Instructions for the task
Lay out each line of the listing below as a row in a Markdown table with the columns "No" and "Line". Number the rows in order and skip any blank lines.

Pointing entries for named objects
— start —

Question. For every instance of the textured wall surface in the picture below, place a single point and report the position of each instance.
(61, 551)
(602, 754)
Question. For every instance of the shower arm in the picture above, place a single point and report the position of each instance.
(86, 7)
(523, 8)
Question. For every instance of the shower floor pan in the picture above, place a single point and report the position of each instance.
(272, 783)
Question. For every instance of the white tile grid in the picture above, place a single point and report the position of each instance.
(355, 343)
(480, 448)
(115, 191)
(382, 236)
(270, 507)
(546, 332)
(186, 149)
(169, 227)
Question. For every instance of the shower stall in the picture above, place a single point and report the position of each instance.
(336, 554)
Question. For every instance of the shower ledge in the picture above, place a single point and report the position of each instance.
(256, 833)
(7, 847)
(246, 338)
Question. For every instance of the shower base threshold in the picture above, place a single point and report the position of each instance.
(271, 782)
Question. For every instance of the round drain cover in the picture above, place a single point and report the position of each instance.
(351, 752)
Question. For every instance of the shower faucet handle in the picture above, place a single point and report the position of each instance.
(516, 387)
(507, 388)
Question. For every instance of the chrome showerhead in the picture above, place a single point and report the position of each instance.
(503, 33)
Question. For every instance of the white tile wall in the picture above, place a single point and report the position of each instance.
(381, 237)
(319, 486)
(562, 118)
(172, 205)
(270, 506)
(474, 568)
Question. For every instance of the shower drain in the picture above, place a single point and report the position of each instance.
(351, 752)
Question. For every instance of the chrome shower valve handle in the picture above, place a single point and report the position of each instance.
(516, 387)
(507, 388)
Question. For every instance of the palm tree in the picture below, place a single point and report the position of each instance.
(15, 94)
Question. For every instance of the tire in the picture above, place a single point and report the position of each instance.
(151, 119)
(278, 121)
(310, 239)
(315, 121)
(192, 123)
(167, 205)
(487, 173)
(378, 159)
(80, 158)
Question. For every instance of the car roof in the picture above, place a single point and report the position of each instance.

— end —

Output for this task
| No | Line |
|---|---|
| 1 | Question. For every instance of the textured wall surface in the picture below, place a single point and report the position of each instance. |
| 2 | (61, 551) |
| 3 | (602, 754) |
| 4 | Question. For every instance of the shower arm in the picture above, place a single point and report the position of each instance. |
| 5 | (86, 7) |
| 6 | (523, 8) |
| 7 | Question. For every instance of the shower floor pan in the picture above, place a single point and report the position of each instance. |
| 8 | (272, 783) |
| 9 | Question. For every instance of the white tile grid in the picture above, place a single point and report the position of each instance. |
| 10 | (355, 343) |
| 11 | (480, 448) |
| 12 | (115, 191) |
| 13 | (382, 236) |
| 14 | (270, 507) |
| 15 | (546, 332) |
| 16 | (186, 149) |
| 17 | (169, 227) |
| 18 | Question. For every instance of the shower stall in the picture above, place a single point and report the position of each instance. |
| 19 | (336, 554) |
| 20 | Question. For every instance of the shower ledge in the picture above, place a single point and report the position of each instance. |
| 21 | (256, 833) |
| 22 | (7, 847) |
| 23 | (246, 338) |
| 24 | Question. For every instance of the shower base threshold in the picture above, place a single point and report the position of each instance. |
| 25 | (271, 782) |
| 26 | Question. For every instance of the round drain cover in the picture above, place a single point and report the position of each instance. |
| 27 | (351, 752) |
| 28 | Question. For every instance of the shower faucet handle in the picture above, place a single point and report the position of each instance. |
| 29 | (516, 387) |
| 30 | (507, 388) |
| 31 | Question. For every instance of the chrome showerhead in the picture above, place a single point and report the position of each instance. |
| 32 | (503, 33) |
| 33 | Question. For every instance of the white tile wall in the picture above, place a single point and report the position of each instance. |
| 34 | (381, 237) |
| 35 | (319, 486) |
| 36 | (562, 118) |
| 37 | (172, 205) |
| 38 | (270, 506) |
| 39 | (474, 568) |
| 40 | Question. For every instance of the shower drain in the picture above, place a single point and report the position of each instance. |
| 41 | (351, 752) |
| 42 | Question. For every instance of the chrome shower valve handle in the picture above, place a single point and report the position of each instance. |
| 43 | (516, 387) |
| 44 | (507, 388) |
| 45 | Question. For every instance of the palm tree in the picture below, place a single point and report the position of each instance. |
| 46 | (15, 94) |
| 47 | Question. For every instance of the tire in the picture above, place a single point and report the position of each instance. |
| 48 | (151, 119) |
| 49 | (278, 121) |
| 50 | (310, 239) |
| 51 | (315, 121) |
| 52 | (192, 123) |
| 53 | (167, 205) |
| 54 | (487, 173) |
| 55 | (378, 159) |
| 56 | (80, 158) |
| 57 | Question. For every instance of the car roof in the picture above, place a single point and report the position of each instance. |